• **STATED TASK 1**
Reproduce the part of the Swedish Master-General of the Ordnance text starting with "Master-General of the Ordnance (, Gftm)" and going on through "in the Royal Swedish Army Materiel Administration.".

── QUOTED TEXT ──

Master-General of the Ordnance (, Gftm) was in Sweden a chief officer of the Krigskollegium ("Board of Warfare") from 1682 to 1865, then until 1968 in the Royal Swedish Army Materiel Administration.

History
In Sweden, the Master-General of the Ordnance (Generalfälttygmästare) was an appointment for a member of the Krigskollegium ("Board of Warfare") from 1675 and the head of the Artillery Office (Artillerikontoret) from 1682 to 1794 and from 1807 to 1897. The Master-General of the Ordnance was responsible for the central administration of the artillery, the procurement and care of the army's weapons and ammunition, and for the land defence' (lantförsvaret) stock supplies, the so-called Ordnance Storage (Tygförrådet). Earlier, he was called Riksfälttygsmästare. Between 1782 and 1865, the Master-General of the Ordnance was the head of the Ordnance Department of the Royal Swedish Army Materiel Administration, with, among others, the Deputy Chief of Ordnance and two Tygmästare ("Master of the Ordnance") of regimental officers or captain's rank, as subordinates.

The Master-General of the Ordnance was head of the artillery until 1898. That year a change was carried out through which the artillery regiments and corps were placed under the command of the commander of each army division, while the Master-General of the Ordnance retained the command over the Artillery Staff and the artillery workshops and ordnance staff. However, he still had the obligation to inspect the artillery's exercises, and his complete title was therefore the Master-General of the Ordnance and Inspector of Artillery. He also served as head of the Artillery Department of the Royal Swedish Army Materiel Administration. As Inspector, he was responsible for the artillery in the same way as the Inspectors of the Infantry and the Cavalry, and also commanded and supervised the Swedish Army Artillery School (Artilleriets skjutskola, ArtSS).

───

• **STATED TASK 2**
Pick out every line of the entries below that contains the string "green", treating uppercase and lowercase letters as different.

── DATA SUPPLIED ──

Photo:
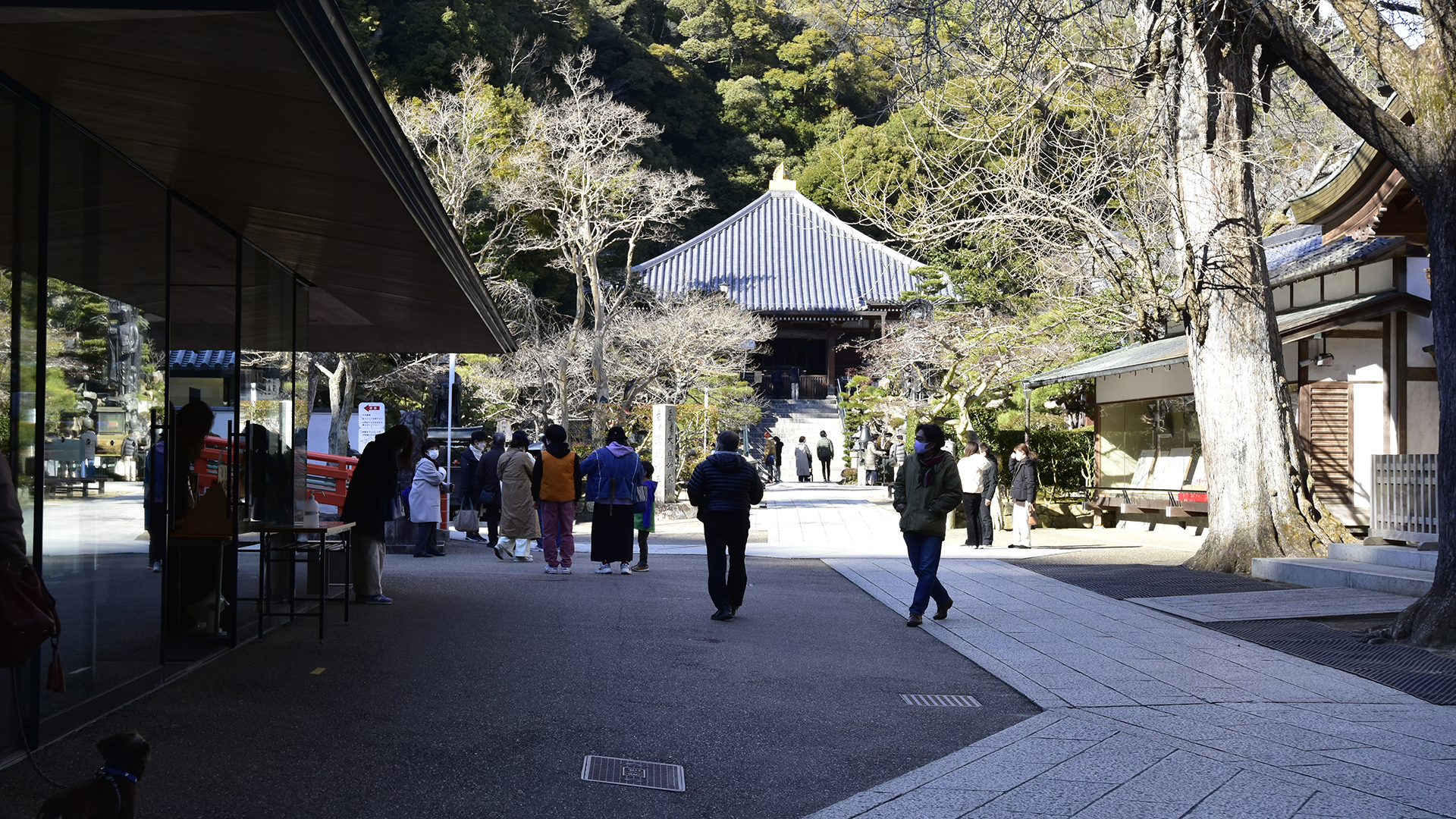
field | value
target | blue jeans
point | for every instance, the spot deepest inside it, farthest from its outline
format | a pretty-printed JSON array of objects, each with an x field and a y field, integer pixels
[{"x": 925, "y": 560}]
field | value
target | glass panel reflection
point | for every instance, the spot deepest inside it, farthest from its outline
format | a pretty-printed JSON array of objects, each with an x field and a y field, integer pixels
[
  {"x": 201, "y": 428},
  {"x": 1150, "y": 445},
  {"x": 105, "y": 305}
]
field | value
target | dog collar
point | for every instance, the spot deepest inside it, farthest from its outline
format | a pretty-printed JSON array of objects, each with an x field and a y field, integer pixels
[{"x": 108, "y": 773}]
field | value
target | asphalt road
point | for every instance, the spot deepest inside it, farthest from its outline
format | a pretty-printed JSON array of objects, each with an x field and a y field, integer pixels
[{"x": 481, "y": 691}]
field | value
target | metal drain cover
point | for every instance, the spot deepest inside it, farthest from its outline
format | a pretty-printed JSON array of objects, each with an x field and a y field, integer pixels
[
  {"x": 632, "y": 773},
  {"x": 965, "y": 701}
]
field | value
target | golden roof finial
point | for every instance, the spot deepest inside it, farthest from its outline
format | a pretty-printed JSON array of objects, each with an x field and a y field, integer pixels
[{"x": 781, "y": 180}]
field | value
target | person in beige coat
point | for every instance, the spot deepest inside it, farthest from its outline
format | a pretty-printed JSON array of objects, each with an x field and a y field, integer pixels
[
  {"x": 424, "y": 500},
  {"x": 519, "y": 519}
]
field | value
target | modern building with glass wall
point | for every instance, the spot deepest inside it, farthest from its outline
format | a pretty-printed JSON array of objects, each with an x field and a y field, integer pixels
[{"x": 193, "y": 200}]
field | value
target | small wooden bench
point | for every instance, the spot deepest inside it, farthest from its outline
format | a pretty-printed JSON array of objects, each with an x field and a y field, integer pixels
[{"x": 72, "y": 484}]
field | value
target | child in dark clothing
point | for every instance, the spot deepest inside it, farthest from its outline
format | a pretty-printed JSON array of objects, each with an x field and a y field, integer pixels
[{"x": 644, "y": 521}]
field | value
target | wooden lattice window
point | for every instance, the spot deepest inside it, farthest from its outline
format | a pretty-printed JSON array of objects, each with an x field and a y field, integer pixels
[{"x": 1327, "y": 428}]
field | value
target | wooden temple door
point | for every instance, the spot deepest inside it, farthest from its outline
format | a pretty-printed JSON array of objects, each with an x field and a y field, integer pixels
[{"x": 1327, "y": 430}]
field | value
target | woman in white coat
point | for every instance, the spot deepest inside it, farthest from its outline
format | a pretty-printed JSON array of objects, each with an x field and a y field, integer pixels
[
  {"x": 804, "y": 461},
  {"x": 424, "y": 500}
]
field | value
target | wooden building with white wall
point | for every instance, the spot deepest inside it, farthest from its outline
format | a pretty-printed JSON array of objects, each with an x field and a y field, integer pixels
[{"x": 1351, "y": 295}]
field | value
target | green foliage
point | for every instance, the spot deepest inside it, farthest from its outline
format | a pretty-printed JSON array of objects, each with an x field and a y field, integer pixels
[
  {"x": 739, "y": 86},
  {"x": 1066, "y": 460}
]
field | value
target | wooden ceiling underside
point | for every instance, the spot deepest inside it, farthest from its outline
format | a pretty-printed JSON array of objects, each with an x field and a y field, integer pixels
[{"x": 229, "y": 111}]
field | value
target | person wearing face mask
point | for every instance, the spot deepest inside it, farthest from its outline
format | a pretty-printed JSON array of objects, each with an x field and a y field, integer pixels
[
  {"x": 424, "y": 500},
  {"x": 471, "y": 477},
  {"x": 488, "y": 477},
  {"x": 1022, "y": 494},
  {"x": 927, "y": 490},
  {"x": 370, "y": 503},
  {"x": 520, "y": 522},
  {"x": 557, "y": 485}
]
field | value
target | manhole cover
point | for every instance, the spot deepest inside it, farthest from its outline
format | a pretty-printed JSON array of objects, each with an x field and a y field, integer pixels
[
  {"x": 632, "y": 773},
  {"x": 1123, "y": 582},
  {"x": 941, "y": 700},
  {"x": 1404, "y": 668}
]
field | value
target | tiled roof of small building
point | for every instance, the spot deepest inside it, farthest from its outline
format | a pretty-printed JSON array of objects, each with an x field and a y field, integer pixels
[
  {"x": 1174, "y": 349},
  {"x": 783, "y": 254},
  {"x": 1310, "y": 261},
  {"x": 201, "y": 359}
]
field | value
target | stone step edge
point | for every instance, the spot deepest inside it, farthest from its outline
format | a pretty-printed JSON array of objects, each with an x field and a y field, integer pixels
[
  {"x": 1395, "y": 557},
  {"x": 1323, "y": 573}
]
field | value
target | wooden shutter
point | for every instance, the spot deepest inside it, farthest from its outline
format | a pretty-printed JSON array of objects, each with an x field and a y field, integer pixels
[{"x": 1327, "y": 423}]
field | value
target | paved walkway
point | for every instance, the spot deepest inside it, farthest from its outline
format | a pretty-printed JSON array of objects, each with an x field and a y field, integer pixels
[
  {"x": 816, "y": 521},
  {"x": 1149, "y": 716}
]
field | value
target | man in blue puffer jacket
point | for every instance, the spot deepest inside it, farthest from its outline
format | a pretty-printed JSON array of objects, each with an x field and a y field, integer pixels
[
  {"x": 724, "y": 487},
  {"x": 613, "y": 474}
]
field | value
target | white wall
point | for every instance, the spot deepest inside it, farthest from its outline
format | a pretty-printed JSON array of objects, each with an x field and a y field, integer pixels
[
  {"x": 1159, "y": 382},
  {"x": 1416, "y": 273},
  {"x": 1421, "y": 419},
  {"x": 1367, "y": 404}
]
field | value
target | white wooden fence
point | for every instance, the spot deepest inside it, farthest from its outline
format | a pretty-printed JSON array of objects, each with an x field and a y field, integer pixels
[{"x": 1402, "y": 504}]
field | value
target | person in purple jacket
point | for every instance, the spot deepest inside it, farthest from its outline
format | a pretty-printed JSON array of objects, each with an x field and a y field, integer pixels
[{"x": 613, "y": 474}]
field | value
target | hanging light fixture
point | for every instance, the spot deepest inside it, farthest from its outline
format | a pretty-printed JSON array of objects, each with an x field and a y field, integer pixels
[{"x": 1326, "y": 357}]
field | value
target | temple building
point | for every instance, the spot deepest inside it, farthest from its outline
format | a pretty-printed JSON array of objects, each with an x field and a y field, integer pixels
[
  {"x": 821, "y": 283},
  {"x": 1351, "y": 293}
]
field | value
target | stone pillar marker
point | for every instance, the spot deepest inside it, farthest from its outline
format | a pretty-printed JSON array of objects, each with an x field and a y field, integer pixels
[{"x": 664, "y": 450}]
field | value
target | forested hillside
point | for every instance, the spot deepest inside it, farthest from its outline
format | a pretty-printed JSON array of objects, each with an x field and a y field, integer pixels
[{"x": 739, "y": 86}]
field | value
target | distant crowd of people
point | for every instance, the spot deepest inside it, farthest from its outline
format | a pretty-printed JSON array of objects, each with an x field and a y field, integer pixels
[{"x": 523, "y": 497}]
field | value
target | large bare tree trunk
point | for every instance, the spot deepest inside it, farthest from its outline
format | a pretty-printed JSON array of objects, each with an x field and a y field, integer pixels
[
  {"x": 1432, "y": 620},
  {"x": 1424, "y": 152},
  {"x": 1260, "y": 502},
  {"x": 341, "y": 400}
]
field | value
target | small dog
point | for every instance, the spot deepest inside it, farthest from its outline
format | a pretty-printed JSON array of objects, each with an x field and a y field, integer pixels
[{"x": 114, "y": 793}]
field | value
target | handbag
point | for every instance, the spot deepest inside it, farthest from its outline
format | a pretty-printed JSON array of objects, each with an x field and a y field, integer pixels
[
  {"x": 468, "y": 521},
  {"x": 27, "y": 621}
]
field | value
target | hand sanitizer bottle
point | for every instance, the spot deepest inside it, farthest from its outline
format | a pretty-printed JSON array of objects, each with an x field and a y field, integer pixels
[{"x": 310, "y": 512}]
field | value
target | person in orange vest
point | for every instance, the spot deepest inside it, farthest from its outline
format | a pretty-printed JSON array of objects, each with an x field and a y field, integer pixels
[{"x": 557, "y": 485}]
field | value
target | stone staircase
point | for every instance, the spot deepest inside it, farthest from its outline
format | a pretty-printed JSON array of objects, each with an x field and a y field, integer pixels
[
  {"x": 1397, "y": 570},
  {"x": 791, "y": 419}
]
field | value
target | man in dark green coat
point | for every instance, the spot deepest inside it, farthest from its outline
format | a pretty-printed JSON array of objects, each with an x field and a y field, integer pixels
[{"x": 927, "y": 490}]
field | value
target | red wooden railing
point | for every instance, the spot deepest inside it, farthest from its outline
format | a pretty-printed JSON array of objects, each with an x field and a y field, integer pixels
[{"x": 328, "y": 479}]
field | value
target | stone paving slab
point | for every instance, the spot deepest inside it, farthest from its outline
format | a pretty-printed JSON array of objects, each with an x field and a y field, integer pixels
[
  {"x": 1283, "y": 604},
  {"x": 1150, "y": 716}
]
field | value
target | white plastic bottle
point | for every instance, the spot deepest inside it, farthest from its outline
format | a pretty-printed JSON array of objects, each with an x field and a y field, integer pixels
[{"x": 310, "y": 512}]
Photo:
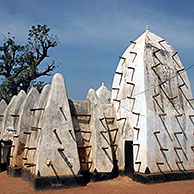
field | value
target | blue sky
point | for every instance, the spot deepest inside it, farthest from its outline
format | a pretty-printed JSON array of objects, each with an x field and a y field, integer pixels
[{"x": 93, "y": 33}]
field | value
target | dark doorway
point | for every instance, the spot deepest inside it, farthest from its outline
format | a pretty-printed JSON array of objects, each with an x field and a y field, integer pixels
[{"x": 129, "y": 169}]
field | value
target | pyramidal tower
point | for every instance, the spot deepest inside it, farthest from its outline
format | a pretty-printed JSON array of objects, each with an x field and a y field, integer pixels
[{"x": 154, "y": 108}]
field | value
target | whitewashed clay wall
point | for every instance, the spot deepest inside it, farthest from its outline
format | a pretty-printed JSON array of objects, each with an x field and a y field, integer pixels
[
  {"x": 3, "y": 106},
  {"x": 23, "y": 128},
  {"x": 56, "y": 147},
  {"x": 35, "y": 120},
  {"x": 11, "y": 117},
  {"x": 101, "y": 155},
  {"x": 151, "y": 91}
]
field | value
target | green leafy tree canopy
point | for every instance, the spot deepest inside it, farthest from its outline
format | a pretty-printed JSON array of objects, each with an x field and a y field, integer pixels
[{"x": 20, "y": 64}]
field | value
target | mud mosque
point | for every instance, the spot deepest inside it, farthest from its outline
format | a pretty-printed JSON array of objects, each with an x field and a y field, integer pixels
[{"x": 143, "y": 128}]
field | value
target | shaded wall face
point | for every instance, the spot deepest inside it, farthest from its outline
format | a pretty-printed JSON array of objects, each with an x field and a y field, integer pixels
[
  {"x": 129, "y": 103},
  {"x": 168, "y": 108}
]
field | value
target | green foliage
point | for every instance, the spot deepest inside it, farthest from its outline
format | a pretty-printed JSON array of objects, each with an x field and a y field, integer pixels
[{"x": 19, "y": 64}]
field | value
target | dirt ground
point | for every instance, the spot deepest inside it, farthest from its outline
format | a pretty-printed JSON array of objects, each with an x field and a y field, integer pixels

───

• **WRITTEN SOLUTION 1**
Master-General of the Ordnance (, Gftm) was in Sweden a chief officer of the Krigskollegium ("Board of Warfare") from 1682 to 1865, then until 1968 in the Royal Swedish Army Materiel Administration.

• **WRITTEN SOLUTION 2**
target | green foliage
target | man in dark green coat
target | green leafy tree canopy
target | green foliage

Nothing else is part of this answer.